> **Source information**:

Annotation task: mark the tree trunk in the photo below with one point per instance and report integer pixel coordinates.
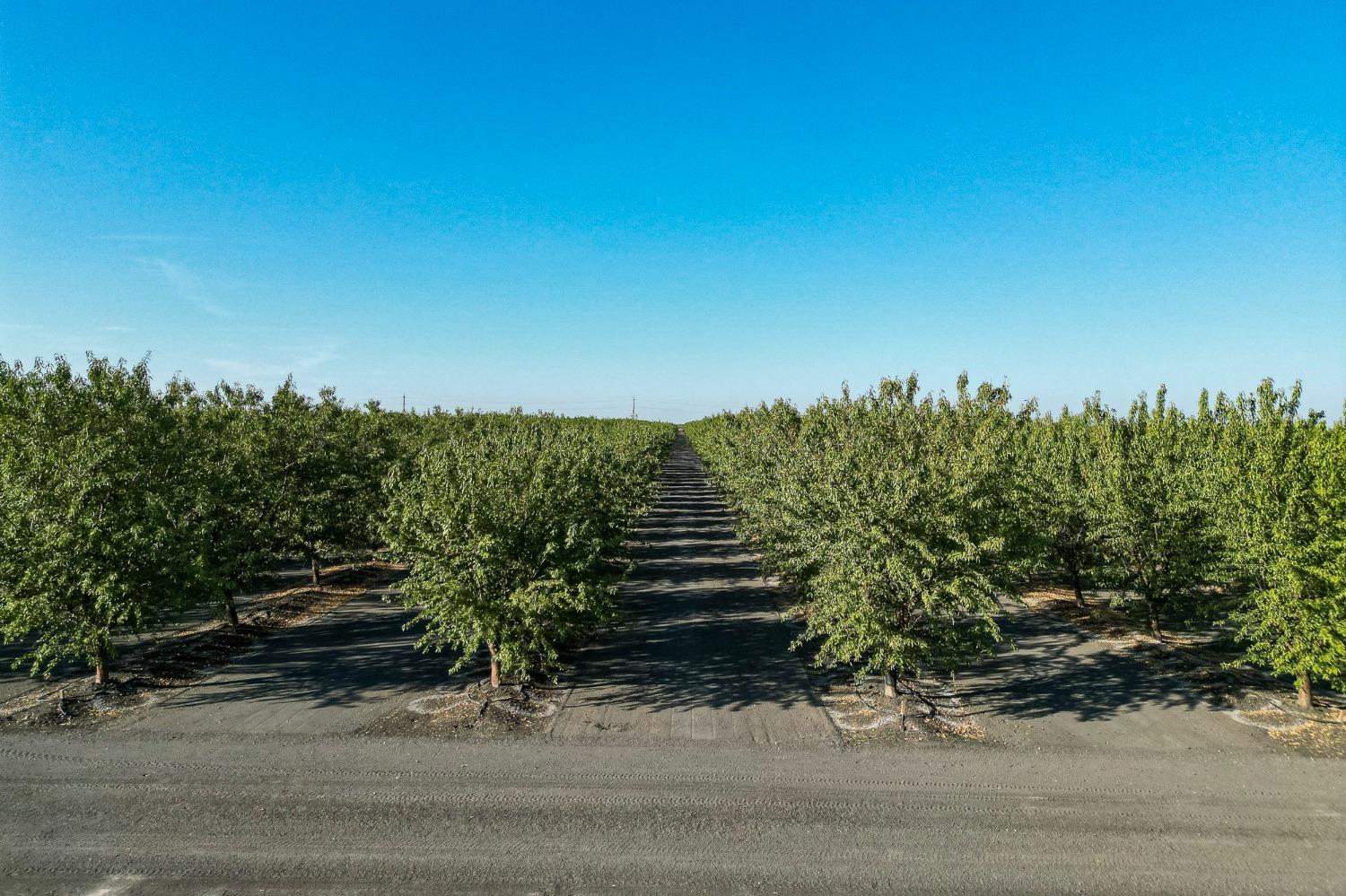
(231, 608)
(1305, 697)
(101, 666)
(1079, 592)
* * *
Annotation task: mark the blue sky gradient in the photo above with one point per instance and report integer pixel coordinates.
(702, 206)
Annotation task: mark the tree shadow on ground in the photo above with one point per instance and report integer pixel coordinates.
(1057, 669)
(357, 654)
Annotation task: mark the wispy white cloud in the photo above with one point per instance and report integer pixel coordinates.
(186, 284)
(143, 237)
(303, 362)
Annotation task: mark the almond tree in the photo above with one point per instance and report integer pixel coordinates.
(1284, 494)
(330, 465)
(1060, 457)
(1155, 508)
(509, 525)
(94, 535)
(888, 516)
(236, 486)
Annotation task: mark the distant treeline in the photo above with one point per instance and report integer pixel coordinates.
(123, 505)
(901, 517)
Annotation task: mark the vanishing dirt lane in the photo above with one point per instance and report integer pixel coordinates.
...
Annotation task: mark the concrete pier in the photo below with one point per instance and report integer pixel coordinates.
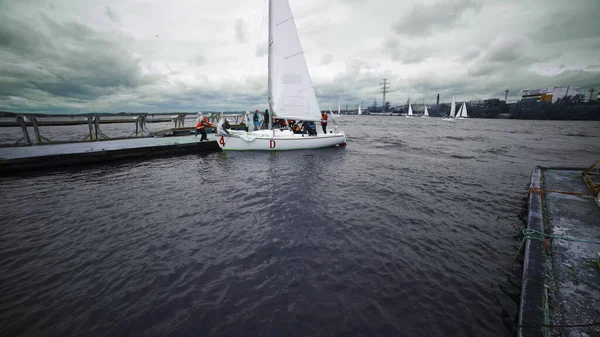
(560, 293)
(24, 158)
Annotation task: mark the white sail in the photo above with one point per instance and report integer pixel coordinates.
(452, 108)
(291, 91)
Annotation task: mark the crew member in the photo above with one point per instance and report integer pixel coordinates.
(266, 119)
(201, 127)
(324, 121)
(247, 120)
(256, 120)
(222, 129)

> **Task**: Everything above from the line containing "Annotation task: mark the tree shadow" through the line containing "Annotation task: mark the vanishing" must be copied exactly. Nothing outside that range belongs in the answer.

> **Solution to this exercise**:
Annotation task: mark the tree shadow on ground in the photo above with one point per instance and report integer pixel coordinates.
(1057, 669)
(357, 654)
Annotation task: mark the wispy white cloud in the photo above with one point per instance and report integer pixel coordinates.
(186, 284)
(143, 237)
(303, 362)
Annotation task: mark the almond tree in the photo above with one point per instance and report integer pixel coordinates.
(1284, 494)
(330, 465)
(1060, 457)
(1155, 508)
(509, 525)
(94, 535)
(888, 516)
(236, 486)
Annotation task: mark the distant treeline in the photo above with one point per instance and report integer pixel coordinates.
(123, 505)
(901, 517)
Annotation task: mark the vanishing dirt lane in the photo above with one point per instance and report integer pixel coordinates.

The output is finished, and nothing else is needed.